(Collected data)

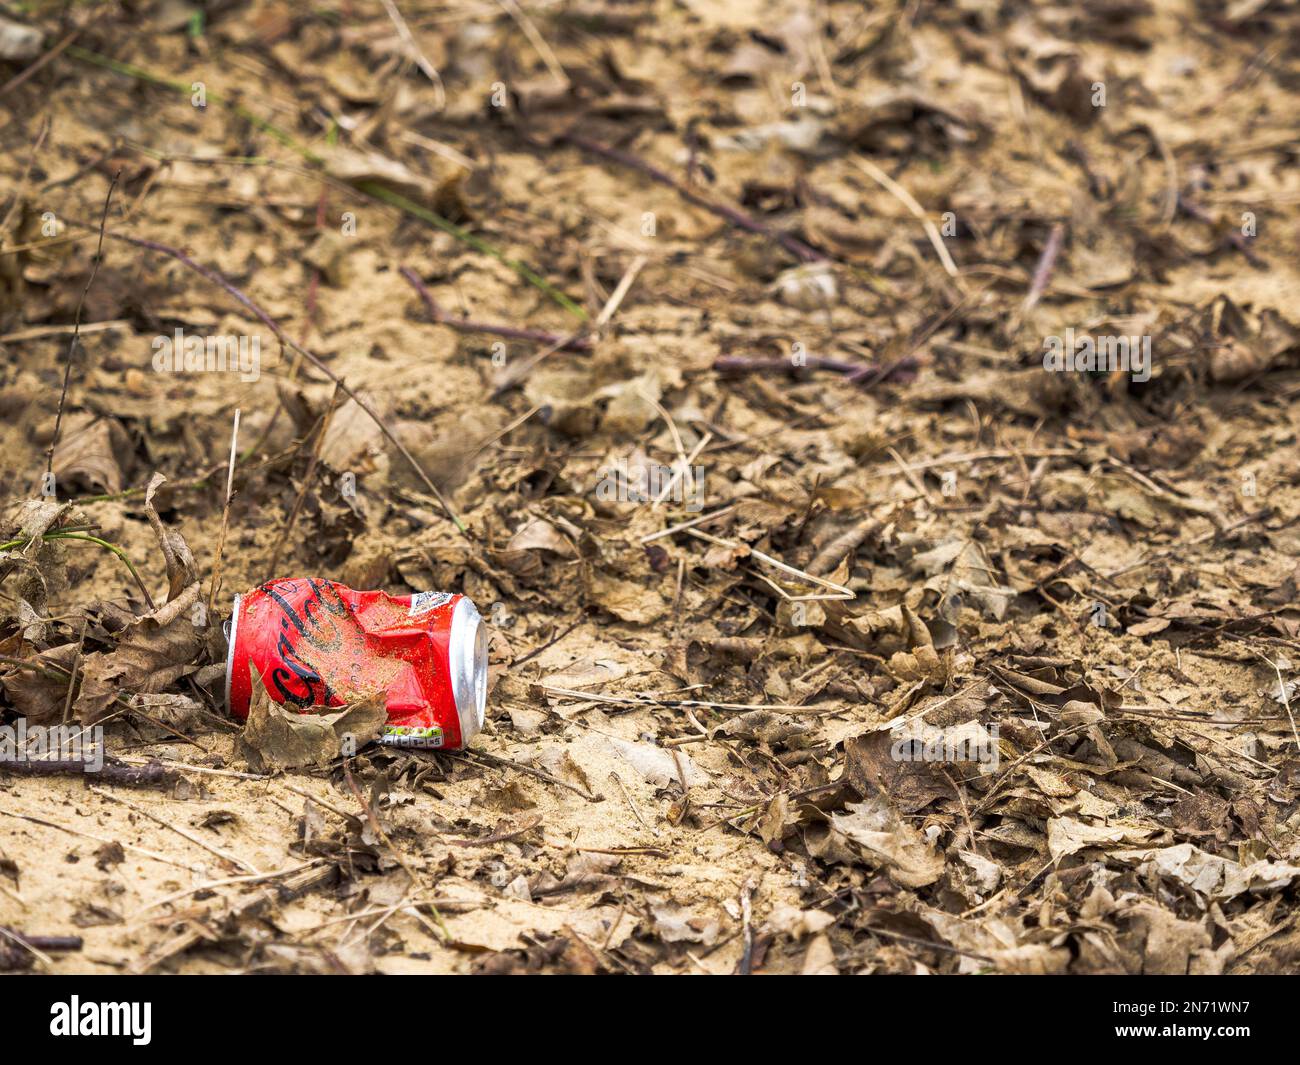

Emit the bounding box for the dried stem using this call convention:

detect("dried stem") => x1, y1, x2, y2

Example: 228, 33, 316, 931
713, 354, 919, 385
0, 26, 83, 98
1022, 222, 1065, 312
1, 530, 156, 611
563, 132, 824, 264
0, 758, 172, 787
0, 926, 83, 971
380, 0, 446, 109
400, 267, 592, 351
1179, 196, 1264, 267
850, 155, 961, 280
74, 225, 473, 539
48, 172, 119, 482
266, 386, 340, 581
207, 408, 241, 613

Brief:
Your task is to reproduce exactly the lines that begin at the line containing "x1, y1, x2, y2" and end at the final line of the data above.

Answer area:
detect("dried stem") => x1, y1, x2, y2

Example: 228, 33, 316, 931
713, 354, 919, 385
0, 26, 83, 98
1022, 222, 1065, 312
1, 530, 156, 611
563, 132, 824, 264
0, 758, 172, 787
0, 926, 83, 971
380, 0, 446, 109
400, 267, 592, 351
1179, 196, 1264, 267
850, 155, 961, 280
74, 225, 473, 539
48, 172, 119, 482
266, 386, 340, 581
207, 408, 241, 613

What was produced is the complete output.